== Data records ==
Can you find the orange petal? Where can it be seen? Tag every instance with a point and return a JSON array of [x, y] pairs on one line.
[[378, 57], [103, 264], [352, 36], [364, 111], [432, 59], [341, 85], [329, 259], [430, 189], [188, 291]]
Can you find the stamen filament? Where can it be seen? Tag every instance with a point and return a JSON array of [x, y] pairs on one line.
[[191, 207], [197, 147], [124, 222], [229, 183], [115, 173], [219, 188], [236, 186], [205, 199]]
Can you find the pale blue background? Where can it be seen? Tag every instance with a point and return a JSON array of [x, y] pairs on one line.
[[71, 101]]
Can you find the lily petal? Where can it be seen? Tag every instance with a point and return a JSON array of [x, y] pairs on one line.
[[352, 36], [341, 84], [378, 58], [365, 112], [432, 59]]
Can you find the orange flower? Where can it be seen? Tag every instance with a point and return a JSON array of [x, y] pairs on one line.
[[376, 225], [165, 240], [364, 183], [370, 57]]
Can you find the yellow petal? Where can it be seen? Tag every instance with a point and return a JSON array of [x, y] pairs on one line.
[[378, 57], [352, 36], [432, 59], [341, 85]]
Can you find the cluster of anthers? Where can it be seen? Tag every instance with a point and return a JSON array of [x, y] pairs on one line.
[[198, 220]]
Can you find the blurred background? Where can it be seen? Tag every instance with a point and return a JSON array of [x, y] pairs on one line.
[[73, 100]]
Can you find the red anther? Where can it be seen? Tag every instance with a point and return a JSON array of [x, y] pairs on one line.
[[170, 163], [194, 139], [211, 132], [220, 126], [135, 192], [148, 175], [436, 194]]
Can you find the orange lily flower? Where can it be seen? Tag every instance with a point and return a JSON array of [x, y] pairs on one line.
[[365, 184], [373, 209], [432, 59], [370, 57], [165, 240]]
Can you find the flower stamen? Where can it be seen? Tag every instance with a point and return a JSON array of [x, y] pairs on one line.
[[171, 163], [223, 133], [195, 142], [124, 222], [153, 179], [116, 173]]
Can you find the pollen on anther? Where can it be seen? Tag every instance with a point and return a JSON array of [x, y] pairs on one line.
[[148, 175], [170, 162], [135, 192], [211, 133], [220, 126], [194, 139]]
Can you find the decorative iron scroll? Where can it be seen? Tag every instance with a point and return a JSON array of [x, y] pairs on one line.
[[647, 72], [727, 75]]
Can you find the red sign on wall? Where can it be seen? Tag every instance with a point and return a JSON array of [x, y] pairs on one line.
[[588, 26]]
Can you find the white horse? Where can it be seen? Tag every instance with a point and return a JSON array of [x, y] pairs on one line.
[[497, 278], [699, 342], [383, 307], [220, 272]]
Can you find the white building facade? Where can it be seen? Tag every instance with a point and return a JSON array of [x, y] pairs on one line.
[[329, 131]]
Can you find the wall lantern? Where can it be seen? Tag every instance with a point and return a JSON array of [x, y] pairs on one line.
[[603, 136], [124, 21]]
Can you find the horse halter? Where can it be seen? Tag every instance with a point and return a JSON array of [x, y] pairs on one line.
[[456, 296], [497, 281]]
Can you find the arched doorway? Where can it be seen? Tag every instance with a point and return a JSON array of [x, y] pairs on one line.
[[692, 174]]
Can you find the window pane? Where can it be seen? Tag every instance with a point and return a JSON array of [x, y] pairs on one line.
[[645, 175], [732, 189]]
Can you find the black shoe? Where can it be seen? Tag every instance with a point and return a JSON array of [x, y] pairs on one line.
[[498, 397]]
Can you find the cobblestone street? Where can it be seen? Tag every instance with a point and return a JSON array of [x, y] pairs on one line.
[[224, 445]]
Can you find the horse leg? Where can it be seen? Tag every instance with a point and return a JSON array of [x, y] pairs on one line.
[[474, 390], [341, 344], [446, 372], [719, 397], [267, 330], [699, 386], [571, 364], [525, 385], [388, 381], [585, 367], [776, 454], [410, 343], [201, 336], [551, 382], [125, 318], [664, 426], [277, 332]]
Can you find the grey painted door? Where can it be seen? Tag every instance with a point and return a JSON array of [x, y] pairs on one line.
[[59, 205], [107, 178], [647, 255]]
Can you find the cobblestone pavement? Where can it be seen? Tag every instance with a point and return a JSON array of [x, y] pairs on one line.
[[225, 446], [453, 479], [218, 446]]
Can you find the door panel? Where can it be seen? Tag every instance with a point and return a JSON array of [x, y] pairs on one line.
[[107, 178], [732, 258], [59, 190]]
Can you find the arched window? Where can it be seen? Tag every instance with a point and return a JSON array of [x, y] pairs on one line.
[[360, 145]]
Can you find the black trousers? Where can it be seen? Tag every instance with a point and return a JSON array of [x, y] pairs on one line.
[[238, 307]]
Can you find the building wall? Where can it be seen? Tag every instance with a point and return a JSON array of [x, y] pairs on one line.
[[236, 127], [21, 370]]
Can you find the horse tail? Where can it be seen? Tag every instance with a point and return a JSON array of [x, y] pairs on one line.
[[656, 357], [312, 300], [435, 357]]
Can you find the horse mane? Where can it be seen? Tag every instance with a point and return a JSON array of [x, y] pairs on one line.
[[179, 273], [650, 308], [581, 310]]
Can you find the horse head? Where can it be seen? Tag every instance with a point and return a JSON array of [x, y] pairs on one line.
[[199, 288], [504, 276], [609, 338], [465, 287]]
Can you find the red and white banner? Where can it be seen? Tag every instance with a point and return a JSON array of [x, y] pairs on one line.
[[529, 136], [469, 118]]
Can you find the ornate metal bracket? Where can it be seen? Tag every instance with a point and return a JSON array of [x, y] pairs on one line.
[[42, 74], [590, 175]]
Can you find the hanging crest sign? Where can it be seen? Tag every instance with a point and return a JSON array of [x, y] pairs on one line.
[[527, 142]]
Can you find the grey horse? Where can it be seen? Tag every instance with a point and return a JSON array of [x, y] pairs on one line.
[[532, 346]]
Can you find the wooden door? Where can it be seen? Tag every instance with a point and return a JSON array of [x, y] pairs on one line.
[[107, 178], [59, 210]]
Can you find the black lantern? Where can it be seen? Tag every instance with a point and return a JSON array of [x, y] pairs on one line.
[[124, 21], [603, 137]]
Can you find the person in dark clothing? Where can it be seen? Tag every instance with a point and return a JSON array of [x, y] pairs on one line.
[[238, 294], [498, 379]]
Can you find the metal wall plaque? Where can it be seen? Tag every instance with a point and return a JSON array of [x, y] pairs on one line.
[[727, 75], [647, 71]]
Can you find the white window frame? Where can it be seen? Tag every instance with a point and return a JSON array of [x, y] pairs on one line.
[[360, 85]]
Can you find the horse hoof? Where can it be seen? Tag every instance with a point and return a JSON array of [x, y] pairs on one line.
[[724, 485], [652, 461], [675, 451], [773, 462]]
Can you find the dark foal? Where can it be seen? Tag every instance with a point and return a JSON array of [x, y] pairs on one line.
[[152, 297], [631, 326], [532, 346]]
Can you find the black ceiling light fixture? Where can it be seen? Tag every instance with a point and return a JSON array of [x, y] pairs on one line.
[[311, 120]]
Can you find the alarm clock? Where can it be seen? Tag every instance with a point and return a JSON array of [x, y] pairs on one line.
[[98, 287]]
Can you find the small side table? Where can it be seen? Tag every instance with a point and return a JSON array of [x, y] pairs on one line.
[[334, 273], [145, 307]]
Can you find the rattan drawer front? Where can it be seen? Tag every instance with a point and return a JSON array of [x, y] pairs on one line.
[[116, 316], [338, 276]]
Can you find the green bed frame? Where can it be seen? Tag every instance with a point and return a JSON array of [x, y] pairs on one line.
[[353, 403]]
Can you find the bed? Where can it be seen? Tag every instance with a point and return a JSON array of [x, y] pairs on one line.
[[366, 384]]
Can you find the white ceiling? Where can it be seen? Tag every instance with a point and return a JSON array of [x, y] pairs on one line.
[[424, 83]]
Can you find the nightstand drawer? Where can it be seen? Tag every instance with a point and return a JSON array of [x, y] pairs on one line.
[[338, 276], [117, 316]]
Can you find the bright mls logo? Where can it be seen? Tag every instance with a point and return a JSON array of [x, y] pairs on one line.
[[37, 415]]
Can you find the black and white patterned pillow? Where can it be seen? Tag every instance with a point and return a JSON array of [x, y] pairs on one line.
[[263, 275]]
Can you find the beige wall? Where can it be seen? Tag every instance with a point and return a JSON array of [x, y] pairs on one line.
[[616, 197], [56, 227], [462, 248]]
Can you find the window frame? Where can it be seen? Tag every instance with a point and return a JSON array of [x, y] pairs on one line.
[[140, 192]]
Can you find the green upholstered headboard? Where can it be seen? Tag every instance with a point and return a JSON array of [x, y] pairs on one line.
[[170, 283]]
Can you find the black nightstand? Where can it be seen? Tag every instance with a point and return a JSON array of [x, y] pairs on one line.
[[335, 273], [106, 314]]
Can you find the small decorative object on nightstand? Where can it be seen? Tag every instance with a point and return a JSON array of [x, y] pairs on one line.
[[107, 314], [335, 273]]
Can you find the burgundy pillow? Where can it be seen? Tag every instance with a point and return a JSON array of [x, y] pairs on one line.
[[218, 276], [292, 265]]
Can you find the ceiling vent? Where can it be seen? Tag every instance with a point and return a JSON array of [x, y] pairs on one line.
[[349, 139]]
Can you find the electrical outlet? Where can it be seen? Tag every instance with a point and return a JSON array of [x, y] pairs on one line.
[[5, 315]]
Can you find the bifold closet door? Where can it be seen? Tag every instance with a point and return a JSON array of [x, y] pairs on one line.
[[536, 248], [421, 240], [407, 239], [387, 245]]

== Description of the task ==
Quote the line that contains "Can you find the window frame?" and each line after it through the end of the data, exactly, leaving out everything else.

== Response below ==
Can you find the window frame? Where can it be seen? Tag every instance with a point and return a JSON array of [x, y] pairs on one line.
[[140, 192]]
Can you find the green upholstered headboard? Where can it be seen? Tag every instance with a point and return a JSON array of [x, y] pairs on one line.
[[170, 283]]
Can you find the black nightstand? Where can it be seen? Tag every instance with a point and return a JSON array of [x, y] pairs on one line.
[[335, 273], [106, 314]]
Can you find the small decorative object on nightstand? Where can it be seen? Tag every instance with a point and return a JSON array of [x, y] pairs on one line.
[[107, 314], [335, 273]]
Can you find the burgundy pillow? Where can it be seen? Tag every instance with a point and return a JSON array of [x, y] pairs on one line.
[[218, 276], [292, 265]]
Can you find the ceiling vent? Where can it be seen? Tag every instance with a point and return a JSON array of [x, y] pairs on one line.
[[349, 139]]
Can you find the electrical outlet? Where can it be seen? Tag every instance with a point and return a JSON array of [x, y] pairs on one line.
[[5, 315]]
Can you find the bifold closet door? Where can it be seen? Tag every instance with a point and return a JSON array of [x, y] pairs on one line.
[[536, 248], [421, 240], [407, 239], [387, 245]]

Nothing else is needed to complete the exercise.